Dura Vermeer is not only a construction company, but an established property developer as well. And that sets it apart in the real estate market. This year, the real estate developer celebrates 165 years in business. With a strategy for success centred on continual innovation, it’s looking forward to the next 165 years. Rutger Sypkens, director at Dura Vermeer Vastgoed, and Marijke Nas, director at Dura Vermeer Midden West, are keeping close tabs on new project developments in Zuidas. The two Amsterdam natives are keen to contribute to this slice of their city.
The green and yellow cranes are a familiar sight in Zuidas, where Dura Vermeer has some well-known development and construction projects to its name. The company developed and built Symphony and the Stibbe and Akzo Nobel offices, and was part of the consortia behind NoMA House and the Atrium. ‘Right now’, says Marijke, ‘we’re fully focused on broadening our knowledge to be able to build the buildings of the future. With Zuidas being such a densely built-up area, it’s crucial to think about the quality of the living and working environment. This knowledge is vital and helps us stand out as a developer and builder. Aside from development, direct investments in technology are another key component’.
Commitment to Zuidas
One thing is certain: Dura Vermeer continues to evolve. Working with the Rijksvastgoedbedrijf and its partner Heijmans, they were able to deliver the EMA building, with a floor area of 39,000 m2, in 18 months. ‘The design and build project wasn’t done using traditional methods’, Rutger explains. ‘We had several working shifts a day and the achievement of our team was realy unheard of in the Netherlands, but we’re tremendously proud of the result and the cooperation.’ With the many iconic projects Dura Vermeer has worked on in Zuidas, it’s familiar territory for Rutger and Marijke, and they’re keeping their eyes peeled for future projects – such as the one in the Ravel subdistrict. ‘OBA Next could be a really interesting project for us as well. The tender has been heavily delayed, but we’ll jump at the chance as soon as it comes on the market. Besides that, we are focusing on building with wood as the main construction material. We would love to develop a wood tower like what NSI presented recently’, Rutger says eagerly.

● Aim: Write out the passage of the Dura Vermeer profile word for word, from "Dura Vermeer is" to "of their city.".

● Collected material:
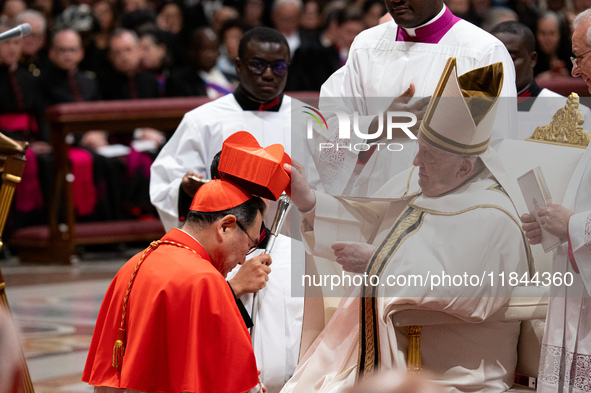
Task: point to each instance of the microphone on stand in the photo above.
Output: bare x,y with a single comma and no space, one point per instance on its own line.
282,209
19,31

● Correct output:
Dura Vermeer is not only a construction company, but an established property developer as well. And that sets it apart in the real estate market. This year, the real estate developer celebrates 165 years in business. With a strategy for success centred on continual innovation, it’s looking forward to the next 165 years. Rutger Sypkens, director at Dura Vermeer Vastgoed, and Marijke Nas, director at Dura Vermeer Midden West, are keeping close tabs on new project developments in Zuidas. The two Amsterdam natives are keen to contribute to this slice of their city.